** Brief **
Please turn the paragraph beginning "Additionally, Pritzker's amendment" in the passage on taxing retirement income in Illinois below into a short list that keeps its main facts.

** Excerpted passage **
But under a progressive income tax structure, for the first time Illinois lawmakers would have the ability to raise taxes on certain segments of the population based on income.

The power to tax different income groups differently makes it inherently easier to raise taxes, because lawmakers do not have to worry about facing backlash from all taxpayers at once. Progressive tax powers would enable Springfield to begin taxing retirement income above only a certain level but then gradually lower the exemption threshold to raise additional revenue, slowly adding more Social Security and pension income to the tax base.

Additionally, Pritzker’s amendment would allow for lawmakers to tax retirement income at a different rate than regular income, making the tax easier to impose initially. Under current law, any retirement income would have to be taxed at the flat rate of 4.95%. Under the “fair tax,” lawmakers could begin with a 1% rate on retirement income to avoid voter backlash and raise the rate gradually in an effort to raise revenue.

Illinois is currently one of just three states with an income tax that exempts all retirement income from taxation. Nine states do not collect taxes on general income from salaries and wages.

The lack of a retirement income tax is one of the few competitive advantages of Illinois’ tax code in an otherwise high-tax state. It helps minimize outmigration among retired residents. In fact, since the 2011 income tax hike, Illinois has been able to retain residents above the age of 65 better than every other age group.

The over-65 outmigration rate has been the lowest among all age groups on average during the time period and in each year since 2013.

Illinois' tax exemption for retirement helps retain state's older residents

The only state to shift to a progressive income tax structure in the past 30 years, Connecticut, tells a different story.

** Recorded data **

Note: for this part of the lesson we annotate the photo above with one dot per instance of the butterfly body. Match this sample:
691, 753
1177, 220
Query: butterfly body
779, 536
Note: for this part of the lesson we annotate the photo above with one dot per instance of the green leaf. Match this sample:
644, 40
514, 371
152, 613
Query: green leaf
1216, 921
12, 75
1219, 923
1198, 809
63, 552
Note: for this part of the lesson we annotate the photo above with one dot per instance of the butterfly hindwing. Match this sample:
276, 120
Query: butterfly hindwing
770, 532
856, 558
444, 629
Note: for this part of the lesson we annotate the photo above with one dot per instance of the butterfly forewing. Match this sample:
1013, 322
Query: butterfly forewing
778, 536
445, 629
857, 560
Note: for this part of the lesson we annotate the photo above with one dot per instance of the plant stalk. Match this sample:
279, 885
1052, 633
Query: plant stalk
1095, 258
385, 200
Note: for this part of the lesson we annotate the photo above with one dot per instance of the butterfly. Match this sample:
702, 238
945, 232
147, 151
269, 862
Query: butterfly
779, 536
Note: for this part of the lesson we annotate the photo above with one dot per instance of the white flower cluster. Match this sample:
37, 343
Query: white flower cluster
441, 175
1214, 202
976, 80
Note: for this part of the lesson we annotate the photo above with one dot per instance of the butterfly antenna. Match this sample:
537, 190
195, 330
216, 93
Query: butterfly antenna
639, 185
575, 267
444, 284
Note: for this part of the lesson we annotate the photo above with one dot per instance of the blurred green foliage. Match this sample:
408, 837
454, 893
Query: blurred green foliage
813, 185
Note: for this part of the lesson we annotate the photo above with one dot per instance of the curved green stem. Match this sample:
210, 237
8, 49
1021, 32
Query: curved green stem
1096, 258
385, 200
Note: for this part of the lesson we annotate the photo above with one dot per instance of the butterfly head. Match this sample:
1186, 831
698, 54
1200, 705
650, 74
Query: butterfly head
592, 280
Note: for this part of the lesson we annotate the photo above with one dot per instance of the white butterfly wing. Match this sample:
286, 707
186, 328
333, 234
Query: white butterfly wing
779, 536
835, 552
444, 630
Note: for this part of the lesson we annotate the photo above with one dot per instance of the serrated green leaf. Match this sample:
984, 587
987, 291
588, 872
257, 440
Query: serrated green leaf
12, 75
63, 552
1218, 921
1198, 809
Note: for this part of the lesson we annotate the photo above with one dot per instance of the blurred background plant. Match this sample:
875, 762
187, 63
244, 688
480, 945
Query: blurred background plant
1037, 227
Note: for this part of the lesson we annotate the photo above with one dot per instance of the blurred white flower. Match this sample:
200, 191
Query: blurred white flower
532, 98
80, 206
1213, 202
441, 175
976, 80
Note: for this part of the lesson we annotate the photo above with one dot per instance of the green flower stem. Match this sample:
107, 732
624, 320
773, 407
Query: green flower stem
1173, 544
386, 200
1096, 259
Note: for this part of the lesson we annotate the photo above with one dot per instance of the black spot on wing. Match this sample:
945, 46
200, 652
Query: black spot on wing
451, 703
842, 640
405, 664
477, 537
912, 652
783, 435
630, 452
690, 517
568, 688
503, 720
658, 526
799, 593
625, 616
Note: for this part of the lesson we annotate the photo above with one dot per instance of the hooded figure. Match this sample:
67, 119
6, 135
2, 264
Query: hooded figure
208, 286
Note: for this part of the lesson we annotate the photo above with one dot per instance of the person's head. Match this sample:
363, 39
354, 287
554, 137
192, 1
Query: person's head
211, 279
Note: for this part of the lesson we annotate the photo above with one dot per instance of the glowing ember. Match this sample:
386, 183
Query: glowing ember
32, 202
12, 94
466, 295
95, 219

** Written solution **
- Pritzker's amendment would let lawmakers tax retirement income at a different rate than regular income, which would make the tax easier to impose at first.
- Under current law, any retirement income would have to be taxed at the flat 4.95% rate.
- Under the "fair tax," lawmakers could start with a 1% rate on retirement income to avoid voter backlash, then raise the rate gradually to raise revenue.